- **GIVEN TEXT**:
[start]

In many ways, the win-win principle underscores school-to-work, a new system that's taking hold across the country. Lynn Olson, reporter for Education Week, has spent the past year traveling and investigating school-to-work programs. According to her, schools and businesses join forces with a certain amount of civic responsibility. But, Olson reminds us, both schools and businesses have self-interests and an expectation that, through their shared venture, they'll come out as winners.
In cities with school-to-work systems in place—such as Tulsa, Oklahoma; Austin, Texas; Portland, Oregon; and Cambridge, Massachusetts—kids spread out into the community during the school day in apprenticeships, mentorships, and job shadowing. In some instances, students work side-by-side with nurses, engineers, designers, and stockbrokers. The payoff to schools? According to school administrators and teachers, kids who see connections between classroom learning and the workplace are more eager to learn, and because they see a purpose to learning, they're more likely to stay in school.

[end]

- **WHAT YOU NEED TO DO**:
1. In the school-to-work text, what is Lynn Olson's job?
2. Quote the school-to-work text word for word, starting at the words "In cities with" and stopping after "stay in school.".

- **DATA EXTRACT**:

[start]

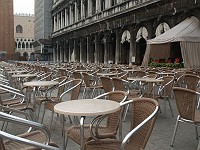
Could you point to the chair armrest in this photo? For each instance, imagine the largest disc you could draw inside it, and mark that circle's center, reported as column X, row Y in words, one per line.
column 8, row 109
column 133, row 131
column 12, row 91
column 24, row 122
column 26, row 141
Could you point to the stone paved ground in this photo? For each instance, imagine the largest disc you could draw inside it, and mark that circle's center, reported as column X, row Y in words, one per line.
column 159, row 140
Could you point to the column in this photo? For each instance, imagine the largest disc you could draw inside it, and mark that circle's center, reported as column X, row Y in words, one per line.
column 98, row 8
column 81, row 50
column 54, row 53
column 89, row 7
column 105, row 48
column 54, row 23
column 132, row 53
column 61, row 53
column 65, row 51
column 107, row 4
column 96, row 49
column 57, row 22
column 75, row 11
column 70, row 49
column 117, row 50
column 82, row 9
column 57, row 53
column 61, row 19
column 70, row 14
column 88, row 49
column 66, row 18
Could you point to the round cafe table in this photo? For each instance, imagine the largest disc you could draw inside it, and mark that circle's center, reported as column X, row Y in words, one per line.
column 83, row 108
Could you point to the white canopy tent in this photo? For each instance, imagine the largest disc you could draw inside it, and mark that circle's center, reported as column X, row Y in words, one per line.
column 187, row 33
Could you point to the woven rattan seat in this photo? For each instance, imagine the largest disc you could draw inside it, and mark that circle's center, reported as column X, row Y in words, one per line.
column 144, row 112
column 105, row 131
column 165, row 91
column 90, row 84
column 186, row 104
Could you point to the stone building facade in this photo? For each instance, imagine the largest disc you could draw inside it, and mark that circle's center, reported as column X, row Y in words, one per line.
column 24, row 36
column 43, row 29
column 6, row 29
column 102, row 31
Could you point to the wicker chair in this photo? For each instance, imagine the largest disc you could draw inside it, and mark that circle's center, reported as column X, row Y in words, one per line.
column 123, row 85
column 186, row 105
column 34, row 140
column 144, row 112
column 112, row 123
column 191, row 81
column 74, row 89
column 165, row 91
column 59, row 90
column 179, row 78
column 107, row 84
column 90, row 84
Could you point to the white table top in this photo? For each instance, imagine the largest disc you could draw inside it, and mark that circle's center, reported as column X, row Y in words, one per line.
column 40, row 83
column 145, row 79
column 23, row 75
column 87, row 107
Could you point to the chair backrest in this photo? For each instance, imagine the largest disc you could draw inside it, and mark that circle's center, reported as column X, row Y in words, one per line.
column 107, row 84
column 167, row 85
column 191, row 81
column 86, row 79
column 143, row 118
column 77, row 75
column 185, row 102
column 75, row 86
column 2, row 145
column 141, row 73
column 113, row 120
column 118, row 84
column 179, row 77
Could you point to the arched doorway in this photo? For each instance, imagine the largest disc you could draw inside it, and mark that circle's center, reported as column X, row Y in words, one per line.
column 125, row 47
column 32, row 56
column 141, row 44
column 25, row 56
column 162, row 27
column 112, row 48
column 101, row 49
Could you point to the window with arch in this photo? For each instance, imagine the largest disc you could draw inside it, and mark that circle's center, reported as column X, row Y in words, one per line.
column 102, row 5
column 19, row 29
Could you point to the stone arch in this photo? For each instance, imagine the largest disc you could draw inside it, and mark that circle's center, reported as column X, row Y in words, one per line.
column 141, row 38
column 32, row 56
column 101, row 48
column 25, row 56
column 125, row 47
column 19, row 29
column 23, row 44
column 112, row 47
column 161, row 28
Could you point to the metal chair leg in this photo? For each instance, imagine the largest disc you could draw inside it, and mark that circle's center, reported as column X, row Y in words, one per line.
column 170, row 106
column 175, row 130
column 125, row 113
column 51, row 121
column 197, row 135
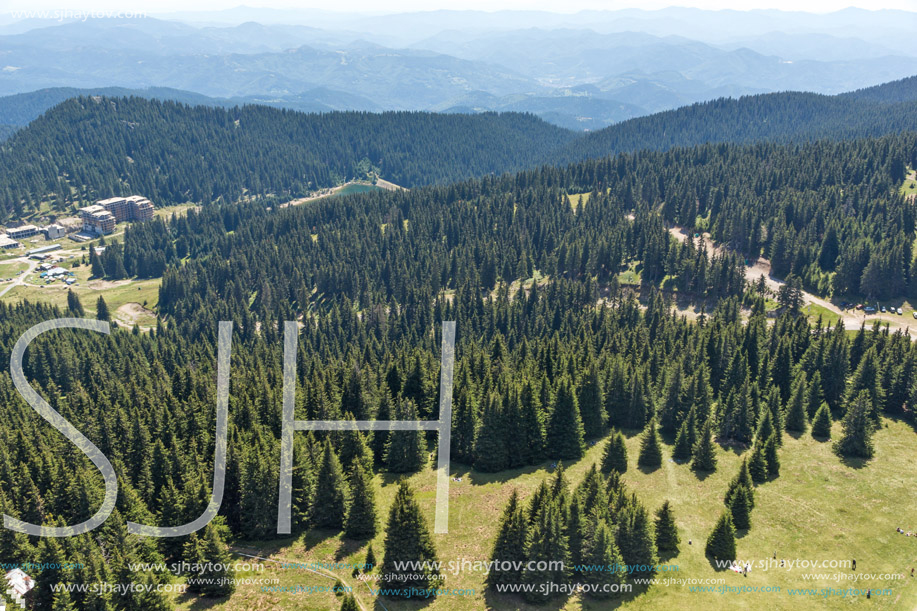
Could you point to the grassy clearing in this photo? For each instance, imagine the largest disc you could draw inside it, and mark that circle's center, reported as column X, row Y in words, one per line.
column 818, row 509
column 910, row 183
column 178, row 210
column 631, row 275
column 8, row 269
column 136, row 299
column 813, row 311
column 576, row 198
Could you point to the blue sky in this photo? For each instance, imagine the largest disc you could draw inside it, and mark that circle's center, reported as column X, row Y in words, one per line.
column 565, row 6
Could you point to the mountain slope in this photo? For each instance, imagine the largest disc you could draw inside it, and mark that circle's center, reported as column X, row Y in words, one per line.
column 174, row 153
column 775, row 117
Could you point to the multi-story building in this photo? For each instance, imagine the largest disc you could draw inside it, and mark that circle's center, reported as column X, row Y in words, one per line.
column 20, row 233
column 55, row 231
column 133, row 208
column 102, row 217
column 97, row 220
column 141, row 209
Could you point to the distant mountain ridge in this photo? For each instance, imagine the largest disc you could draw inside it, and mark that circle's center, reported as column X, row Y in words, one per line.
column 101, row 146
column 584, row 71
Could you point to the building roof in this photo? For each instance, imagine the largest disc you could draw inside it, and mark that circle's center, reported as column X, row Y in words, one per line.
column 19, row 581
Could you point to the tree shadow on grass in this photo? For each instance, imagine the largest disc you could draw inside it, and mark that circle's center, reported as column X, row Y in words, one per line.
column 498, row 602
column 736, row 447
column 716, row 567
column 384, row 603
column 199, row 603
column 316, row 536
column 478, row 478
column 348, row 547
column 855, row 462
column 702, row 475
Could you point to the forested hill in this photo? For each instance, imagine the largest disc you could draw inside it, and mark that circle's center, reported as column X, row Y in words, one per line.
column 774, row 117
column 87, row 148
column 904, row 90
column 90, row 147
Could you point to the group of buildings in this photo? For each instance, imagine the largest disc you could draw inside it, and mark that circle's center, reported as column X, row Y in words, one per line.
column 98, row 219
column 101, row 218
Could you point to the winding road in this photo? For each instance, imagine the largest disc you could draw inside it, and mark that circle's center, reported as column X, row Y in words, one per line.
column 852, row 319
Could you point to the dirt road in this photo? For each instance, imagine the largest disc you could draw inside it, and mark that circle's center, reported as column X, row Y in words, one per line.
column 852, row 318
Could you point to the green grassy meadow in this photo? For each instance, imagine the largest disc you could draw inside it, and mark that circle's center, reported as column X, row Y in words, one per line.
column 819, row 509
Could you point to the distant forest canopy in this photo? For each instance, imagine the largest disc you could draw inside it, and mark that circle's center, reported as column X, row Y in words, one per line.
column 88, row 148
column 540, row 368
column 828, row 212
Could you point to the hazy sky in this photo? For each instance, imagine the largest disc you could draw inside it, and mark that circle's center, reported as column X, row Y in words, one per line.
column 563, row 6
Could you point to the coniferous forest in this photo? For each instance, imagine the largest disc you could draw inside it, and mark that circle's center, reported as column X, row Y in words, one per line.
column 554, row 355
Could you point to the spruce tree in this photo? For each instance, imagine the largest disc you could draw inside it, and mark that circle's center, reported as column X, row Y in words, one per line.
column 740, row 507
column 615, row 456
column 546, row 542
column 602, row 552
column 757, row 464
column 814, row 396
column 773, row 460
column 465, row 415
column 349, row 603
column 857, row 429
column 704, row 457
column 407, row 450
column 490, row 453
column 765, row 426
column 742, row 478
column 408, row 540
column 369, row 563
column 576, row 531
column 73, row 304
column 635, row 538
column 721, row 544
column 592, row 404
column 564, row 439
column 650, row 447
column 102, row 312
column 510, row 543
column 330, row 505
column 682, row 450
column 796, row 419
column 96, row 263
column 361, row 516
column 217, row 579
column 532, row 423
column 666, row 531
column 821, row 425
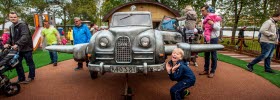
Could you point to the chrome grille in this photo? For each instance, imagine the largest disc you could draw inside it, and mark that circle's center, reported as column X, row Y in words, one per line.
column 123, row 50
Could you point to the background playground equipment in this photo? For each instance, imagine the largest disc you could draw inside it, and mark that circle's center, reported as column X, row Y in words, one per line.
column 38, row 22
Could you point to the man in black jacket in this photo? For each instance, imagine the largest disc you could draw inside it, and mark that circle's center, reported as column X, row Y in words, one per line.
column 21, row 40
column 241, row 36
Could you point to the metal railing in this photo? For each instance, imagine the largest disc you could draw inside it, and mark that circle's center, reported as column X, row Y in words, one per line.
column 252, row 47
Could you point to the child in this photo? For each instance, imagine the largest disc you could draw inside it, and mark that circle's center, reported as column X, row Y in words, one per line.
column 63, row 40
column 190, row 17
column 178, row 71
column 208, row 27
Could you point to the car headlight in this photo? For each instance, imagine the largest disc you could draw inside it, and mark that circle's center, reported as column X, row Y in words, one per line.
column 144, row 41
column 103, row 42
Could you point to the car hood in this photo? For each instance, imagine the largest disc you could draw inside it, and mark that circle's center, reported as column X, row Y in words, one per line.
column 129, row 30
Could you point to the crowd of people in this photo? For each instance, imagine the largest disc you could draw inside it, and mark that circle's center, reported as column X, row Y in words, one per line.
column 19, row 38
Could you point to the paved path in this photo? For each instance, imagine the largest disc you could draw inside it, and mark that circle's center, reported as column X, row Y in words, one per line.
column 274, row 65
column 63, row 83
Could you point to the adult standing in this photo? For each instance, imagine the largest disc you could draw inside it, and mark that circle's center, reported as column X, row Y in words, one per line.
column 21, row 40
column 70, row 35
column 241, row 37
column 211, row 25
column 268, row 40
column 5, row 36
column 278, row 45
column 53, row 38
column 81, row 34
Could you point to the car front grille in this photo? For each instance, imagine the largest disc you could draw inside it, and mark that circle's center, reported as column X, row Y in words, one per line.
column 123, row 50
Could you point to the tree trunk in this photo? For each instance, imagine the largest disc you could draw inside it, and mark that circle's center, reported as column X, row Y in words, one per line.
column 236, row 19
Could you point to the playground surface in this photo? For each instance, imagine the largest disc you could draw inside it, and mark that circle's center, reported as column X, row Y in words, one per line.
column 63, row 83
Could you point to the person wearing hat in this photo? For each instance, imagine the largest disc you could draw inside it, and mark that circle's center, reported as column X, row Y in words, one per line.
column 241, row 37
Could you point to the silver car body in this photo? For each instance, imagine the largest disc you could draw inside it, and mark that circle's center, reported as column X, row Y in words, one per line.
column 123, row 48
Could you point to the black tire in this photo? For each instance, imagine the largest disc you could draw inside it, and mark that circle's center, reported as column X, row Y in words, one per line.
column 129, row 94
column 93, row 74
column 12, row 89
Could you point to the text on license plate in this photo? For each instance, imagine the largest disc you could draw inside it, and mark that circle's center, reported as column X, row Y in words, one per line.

[end]

- **CORRECT ANSWERS**:
1. She is a reporter for Education Week.

2.
In cities with school-to-work systems in place—such as Tulsa, Oklahoma; Austin, Texas; Portland, Oregon; and Cambridge, Massachusetts—kids spread out into the community during the school day in apprenticeships, mentorships, and job shadowing. In some instances, students work side-by-side with nurses, engineers, designers, and stockbrokers. The payoff to schools? According to school administrators and teachers, kids who see connections between classroom learning and the workplace are more eager to learn, and because they see a purpose to learning, they're more likely to stay in school.